▶ **THE PROBLEM**: Below are some records; reproduce every one of them exactly.

(Recorded data)
*** Begin section ***
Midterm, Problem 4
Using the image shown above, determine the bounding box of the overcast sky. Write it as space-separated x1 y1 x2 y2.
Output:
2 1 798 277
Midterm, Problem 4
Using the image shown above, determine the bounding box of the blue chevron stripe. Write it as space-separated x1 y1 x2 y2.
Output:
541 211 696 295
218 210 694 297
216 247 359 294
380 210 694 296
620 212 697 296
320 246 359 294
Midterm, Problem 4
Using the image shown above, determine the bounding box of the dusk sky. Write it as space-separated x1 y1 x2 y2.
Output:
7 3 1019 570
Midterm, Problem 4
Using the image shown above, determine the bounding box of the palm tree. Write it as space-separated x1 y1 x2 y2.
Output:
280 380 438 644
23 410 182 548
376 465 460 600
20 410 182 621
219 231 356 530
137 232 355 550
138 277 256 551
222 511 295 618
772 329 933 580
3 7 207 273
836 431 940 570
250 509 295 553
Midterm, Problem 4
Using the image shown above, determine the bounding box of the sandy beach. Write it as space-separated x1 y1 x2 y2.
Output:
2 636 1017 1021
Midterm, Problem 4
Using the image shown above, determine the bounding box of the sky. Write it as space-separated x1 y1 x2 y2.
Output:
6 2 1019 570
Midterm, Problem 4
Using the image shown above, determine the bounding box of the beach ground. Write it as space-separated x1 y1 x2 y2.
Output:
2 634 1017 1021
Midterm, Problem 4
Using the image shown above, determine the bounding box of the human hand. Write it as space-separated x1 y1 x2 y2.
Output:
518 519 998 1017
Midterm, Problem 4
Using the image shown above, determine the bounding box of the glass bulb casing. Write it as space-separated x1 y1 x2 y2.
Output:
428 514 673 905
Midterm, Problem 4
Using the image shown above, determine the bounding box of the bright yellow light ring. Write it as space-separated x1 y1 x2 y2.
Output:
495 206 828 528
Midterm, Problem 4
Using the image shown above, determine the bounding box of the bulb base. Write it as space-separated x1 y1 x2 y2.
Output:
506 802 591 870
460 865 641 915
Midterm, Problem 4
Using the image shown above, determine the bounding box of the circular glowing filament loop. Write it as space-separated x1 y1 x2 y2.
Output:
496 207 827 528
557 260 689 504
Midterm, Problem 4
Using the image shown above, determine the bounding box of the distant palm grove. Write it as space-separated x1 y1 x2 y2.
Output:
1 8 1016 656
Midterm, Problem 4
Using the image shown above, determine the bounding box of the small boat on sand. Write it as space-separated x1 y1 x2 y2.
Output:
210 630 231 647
*** End section ***
▶ **SOLUTION TO THE EXERCISE**:
Midterm, Problem 4
Using the image shown above, determine the bounding box of the overcast sky. Write it as space-separated x1 y1 x2 y2.
Output:
2 1 798 277
Midterm, Problem 4
Using the image shown above, determine the bounding box of the blue chevron stripe. Write it as space-separated x1 y1 x2 y2.
Output:
541 211 696 295
218 210 694 297
216 247 359 294
380 210 694 296
620 212 697 296
320 246 359 294
Midterm, Problem 4
Using the image shown above, determine the bounding box of the dusk sky. Write it as space-separated x1 y1 x2 y2.
Output:
7 3 1019 570
Midterm, Problem 4
Using the image shown above, determine the bounding box of the palm tree. Write it as space-separated x1 y1 x2 y2.
Output:
280 380 438 644
23 410 182 548
376 465 460 600
20 410 182 621
219 231 356 530
137 232 355 550
138 277 256 551
222 511 295 618
772 329 933 580
3 7 207 273
836 431 940 570
250 509 295 553
Midterm, Problem 4
Using the image shown above, determine the bounding box of the sandy beach. Write it as space-separated x1 y1 x2 y2.
Output:
2 636 1017 1021
Midterm, Problem 4
Using the image shown above, determine the bounding box of the sky. Write it as space-separated x1 y1 x2 y2.
Output:
6 2 1019 570
Midterm, Problem 4
Using the image shown above, determine the bounding box of the beach ground. Write it as space-separated x1 y1 x2 y2.
Output:
2 634 1017 1021
Midterm, Problem 4
Using the image shown above, determine the bounding box of the human hand. Write it as space-separated x1 y1 x2 y2.
Output:
518 519 998 1017
Midterm, Problem 4
Using the image shown above, determine the bounding box of the glass bulb casing. Write it as space-separated x1 y1 x2 y2.
Output:
428 514 673 905
Midterm, Problem 4
Using the image shown above, determine the bounding box of the bright yellow light ring. Write it as space-separated x1 y1 x2 y2.
Output:
495 206 828 528
Midterm, Problem 4
Using the image shown above, determine the bounding box of the bulb base. Write it as space-separated x1 y1 x2 y2.
Output:
506 802 591 870
460 865 641 915
Midterm, Problem 4
Using the image shown above, determine the bounding box of the circular glowing filament loop. Write it as space-separated x1 y1 x2 y2.
Output:
496 207 827 528
557 260 689 504
Midterm, Problem 4
Using the image shown above, determine the bounding box of the distant palm grove. Write it as space-separated x1 y1 x2 y2.
Output:
1 8 1016 656
Midterm, Problem 4
Using the image shown above, determine the bounding box of the small boat on sand. Write it as space-separated x1 y1 x2 y2.
Output:
210 630 231 647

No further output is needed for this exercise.